— BEGIN Source records —

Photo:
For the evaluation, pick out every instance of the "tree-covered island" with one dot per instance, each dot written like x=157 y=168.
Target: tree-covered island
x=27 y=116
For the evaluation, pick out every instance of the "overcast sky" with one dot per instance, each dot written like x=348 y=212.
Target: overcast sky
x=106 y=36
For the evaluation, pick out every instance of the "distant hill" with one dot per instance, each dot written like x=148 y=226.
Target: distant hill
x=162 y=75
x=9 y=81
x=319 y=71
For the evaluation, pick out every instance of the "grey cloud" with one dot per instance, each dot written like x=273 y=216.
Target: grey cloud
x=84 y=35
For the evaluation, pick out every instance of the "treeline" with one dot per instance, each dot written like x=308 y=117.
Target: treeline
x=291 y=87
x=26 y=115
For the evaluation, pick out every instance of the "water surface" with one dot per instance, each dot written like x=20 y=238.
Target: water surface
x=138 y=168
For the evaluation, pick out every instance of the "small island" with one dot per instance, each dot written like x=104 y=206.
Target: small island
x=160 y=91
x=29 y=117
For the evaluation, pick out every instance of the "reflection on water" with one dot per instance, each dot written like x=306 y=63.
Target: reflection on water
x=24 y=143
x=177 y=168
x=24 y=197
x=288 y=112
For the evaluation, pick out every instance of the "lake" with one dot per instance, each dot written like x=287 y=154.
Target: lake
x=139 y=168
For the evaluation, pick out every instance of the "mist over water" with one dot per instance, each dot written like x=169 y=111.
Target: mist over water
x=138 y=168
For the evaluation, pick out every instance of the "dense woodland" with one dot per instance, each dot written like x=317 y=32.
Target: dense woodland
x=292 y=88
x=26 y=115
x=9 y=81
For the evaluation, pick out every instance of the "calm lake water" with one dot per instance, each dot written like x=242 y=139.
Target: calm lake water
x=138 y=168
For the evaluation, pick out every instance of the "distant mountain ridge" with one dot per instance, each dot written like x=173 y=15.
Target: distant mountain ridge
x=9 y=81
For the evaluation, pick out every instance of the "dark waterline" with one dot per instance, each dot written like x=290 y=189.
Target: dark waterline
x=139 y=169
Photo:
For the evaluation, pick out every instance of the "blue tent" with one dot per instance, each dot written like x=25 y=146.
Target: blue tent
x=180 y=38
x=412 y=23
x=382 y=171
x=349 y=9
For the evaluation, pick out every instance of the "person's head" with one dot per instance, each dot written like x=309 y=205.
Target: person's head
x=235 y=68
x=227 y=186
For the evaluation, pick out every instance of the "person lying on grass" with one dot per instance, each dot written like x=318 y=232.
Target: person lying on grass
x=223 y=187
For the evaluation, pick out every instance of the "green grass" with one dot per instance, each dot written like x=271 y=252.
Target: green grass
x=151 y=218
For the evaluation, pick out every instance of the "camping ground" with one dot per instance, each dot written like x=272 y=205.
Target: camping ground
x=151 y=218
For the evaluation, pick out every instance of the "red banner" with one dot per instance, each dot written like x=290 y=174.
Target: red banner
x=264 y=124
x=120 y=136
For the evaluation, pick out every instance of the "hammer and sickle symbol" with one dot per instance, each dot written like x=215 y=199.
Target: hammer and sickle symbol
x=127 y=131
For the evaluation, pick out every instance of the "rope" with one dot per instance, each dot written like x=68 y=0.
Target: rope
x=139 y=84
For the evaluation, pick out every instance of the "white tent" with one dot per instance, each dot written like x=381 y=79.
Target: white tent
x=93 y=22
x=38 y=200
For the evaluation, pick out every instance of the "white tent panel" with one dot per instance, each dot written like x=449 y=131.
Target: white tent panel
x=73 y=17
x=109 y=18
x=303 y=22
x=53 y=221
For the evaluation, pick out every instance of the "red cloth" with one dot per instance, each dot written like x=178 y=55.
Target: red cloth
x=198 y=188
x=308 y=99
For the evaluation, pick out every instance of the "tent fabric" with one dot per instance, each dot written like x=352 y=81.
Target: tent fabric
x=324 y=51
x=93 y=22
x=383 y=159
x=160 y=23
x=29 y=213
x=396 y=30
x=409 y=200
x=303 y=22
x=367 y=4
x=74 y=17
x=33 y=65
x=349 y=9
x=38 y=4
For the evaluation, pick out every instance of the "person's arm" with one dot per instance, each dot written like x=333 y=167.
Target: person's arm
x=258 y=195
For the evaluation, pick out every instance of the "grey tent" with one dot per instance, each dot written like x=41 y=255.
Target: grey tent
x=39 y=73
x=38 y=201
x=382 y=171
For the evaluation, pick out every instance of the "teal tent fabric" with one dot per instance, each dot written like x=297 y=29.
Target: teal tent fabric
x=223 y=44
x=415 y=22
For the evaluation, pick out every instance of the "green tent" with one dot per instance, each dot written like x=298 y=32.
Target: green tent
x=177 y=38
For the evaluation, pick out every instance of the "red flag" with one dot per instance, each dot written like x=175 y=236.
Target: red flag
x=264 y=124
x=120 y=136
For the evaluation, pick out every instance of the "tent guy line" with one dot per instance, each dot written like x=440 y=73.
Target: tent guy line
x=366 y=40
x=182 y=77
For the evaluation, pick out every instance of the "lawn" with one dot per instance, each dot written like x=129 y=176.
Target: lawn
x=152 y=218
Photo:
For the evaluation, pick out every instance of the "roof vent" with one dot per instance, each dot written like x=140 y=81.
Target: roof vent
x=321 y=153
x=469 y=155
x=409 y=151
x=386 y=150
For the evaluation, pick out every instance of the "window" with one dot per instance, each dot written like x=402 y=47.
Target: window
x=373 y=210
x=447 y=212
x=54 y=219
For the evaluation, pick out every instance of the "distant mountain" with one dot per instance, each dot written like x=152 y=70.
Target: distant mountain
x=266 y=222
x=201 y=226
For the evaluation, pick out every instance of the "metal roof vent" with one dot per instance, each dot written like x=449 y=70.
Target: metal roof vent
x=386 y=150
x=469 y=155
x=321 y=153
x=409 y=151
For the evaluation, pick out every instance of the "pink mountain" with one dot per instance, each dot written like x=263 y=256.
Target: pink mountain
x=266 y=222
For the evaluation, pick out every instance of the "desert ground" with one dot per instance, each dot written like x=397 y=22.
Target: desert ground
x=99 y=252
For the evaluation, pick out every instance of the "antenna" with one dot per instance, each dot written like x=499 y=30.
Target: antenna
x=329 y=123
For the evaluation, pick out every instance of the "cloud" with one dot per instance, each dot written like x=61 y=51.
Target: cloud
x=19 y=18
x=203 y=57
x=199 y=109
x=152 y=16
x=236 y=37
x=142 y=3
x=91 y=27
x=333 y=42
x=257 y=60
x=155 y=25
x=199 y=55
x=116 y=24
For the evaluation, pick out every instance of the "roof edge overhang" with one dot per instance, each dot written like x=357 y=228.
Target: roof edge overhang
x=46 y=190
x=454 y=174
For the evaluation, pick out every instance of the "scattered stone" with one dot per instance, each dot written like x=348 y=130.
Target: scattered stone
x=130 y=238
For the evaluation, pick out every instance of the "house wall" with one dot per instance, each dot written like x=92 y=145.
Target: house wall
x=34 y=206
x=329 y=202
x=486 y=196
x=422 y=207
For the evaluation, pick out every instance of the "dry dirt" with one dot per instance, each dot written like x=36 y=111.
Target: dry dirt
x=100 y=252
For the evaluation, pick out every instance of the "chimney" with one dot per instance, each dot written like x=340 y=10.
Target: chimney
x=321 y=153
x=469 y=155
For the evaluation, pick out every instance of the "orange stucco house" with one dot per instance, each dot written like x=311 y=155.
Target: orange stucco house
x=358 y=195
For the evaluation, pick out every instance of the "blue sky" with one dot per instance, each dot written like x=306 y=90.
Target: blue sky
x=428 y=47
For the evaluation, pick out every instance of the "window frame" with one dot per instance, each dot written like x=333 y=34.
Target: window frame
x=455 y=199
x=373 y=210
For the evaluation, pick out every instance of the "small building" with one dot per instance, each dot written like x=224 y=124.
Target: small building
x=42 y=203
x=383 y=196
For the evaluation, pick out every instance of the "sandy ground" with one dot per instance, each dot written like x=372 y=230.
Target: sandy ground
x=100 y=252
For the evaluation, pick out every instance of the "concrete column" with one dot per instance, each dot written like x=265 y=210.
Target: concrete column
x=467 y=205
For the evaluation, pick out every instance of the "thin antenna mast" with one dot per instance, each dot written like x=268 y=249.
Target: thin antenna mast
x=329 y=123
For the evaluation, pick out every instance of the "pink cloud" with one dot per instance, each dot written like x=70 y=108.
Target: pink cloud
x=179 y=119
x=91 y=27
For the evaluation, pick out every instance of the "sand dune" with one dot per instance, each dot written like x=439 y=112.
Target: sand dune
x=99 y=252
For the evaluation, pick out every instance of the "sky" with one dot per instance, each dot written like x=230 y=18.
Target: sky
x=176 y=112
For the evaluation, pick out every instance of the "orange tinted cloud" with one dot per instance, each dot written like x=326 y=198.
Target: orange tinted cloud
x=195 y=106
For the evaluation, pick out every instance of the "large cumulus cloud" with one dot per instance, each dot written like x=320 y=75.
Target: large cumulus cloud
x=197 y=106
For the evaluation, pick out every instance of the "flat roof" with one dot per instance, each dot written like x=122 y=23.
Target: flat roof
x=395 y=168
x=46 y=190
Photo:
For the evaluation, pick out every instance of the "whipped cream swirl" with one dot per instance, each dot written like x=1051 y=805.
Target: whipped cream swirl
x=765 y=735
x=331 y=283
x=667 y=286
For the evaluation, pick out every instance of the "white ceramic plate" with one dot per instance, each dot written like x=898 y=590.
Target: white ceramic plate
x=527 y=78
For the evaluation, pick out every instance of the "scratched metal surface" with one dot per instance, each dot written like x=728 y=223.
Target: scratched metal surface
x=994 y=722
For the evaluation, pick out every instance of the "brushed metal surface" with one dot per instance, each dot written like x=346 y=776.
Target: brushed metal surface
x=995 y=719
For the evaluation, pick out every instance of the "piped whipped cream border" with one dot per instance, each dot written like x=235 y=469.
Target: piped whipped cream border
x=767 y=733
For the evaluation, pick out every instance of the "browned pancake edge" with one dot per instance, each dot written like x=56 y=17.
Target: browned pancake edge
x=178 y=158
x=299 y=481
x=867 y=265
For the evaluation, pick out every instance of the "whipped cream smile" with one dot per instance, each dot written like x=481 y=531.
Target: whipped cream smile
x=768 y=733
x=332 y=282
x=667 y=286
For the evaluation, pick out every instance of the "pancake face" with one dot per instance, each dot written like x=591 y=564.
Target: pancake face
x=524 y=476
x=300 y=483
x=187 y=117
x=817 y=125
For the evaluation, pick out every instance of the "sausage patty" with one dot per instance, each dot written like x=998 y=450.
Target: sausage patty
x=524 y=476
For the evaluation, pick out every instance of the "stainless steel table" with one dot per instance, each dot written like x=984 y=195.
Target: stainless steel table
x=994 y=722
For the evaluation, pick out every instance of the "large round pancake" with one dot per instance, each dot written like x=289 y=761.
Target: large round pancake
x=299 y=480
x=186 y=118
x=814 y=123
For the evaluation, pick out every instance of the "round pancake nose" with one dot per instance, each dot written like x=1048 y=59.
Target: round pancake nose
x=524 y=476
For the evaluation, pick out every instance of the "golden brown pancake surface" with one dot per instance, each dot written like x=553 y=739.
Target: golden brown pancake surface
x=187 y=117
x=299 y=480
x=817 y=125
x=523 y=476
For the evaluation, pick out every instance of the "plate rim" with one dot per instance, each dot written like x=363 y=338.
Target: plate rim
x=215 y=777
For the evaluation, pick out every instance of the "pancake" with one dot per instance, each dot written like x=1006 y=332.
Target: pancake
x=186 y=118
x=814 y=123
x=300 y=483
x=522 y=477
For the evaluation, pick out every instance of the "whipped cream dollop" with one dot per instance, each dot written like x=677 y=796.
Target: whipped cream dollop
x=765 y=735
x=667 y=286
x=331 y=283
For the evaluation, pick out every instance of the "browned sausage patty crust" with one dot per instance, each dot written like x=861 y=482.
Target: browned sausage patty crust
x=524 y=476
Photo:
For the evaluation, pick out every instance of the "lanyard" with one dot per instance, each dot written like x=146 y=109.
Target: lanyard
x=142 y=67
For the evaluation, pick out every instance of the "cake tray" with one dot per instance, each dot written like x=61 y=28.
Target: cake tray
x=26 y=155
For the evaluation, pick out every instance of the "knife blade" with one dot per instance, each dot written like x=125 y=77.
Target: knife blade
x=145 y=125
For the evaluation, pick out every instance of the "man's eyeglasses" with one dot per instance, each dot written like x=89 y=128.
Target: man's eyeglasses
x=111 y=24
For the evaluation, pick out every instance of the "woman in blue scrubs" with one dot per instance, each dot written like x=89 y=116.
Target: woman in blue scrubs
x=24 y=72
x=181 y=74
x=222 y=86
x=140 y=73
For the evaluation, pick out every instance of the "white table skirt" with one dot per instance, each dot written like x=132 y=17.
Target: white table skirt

— END Source records —

_Task statement_. Copy the entries word for word, starting at the line that contains "like x=1048 y=59." and ending at the line that contains "x=145 y=125".

_Result of the exercise_.
For the evaluation, pick out every instance of the "round pancake nose" with one dot per instance, each dot written like x=1048 y=59.
Target: round pancake nose
x=524 y=476
For the evaluation, pick out every instance of the "golden brown pancake surface" with one dot per instance, each dot written like x=553 y=739.
Target: golden brown pancake surface
x=187 y=117
x=299 y=480
x=817 y=125
x=523 y=476
For the evaluation, pick out every instance of the "plate rim" with one dot per instance, each dot written like x=363 y=338.
Target: plate rim
x=215 y=777
For the evaluation, pick out every instance of the "pancake" with one dot per instance, each dot written like x=1006 y=332.
Target: pancake
x=186 y=118
x=814 y=123
x=300 y=483
x=522 y=477
For the evaluation, pick out every instance of the "whipped cream dollop" with one dot per instance, each dot written like x=677 y=796.
Target: whipped cream dollop
x=765 y=735
x=667 y=286
x=331 y=283
For the evaluation, pick out every instance of the "browned sausage patty crust" with one dot per instance, each dot written like x=861 y=482.
Target: browned sausage patty crust
x=524 y=476
Photo:
For the evaluation, pick out every instance of the "lanyard" with one dot per instance, each dot written like x=146 y=109.
Target: lanyard
x=142 y=67
For the evaluation, pick out every instance of the "cake tray" with one dot per instance, each dot written like x=61 y=28.
Target: cake tray
x=26 y=155
For the evaluation, pick out every instance of the "knife blade" with one dot per instance, each dot written like x=125 y=77.
Target: knife blade
x=145 y=125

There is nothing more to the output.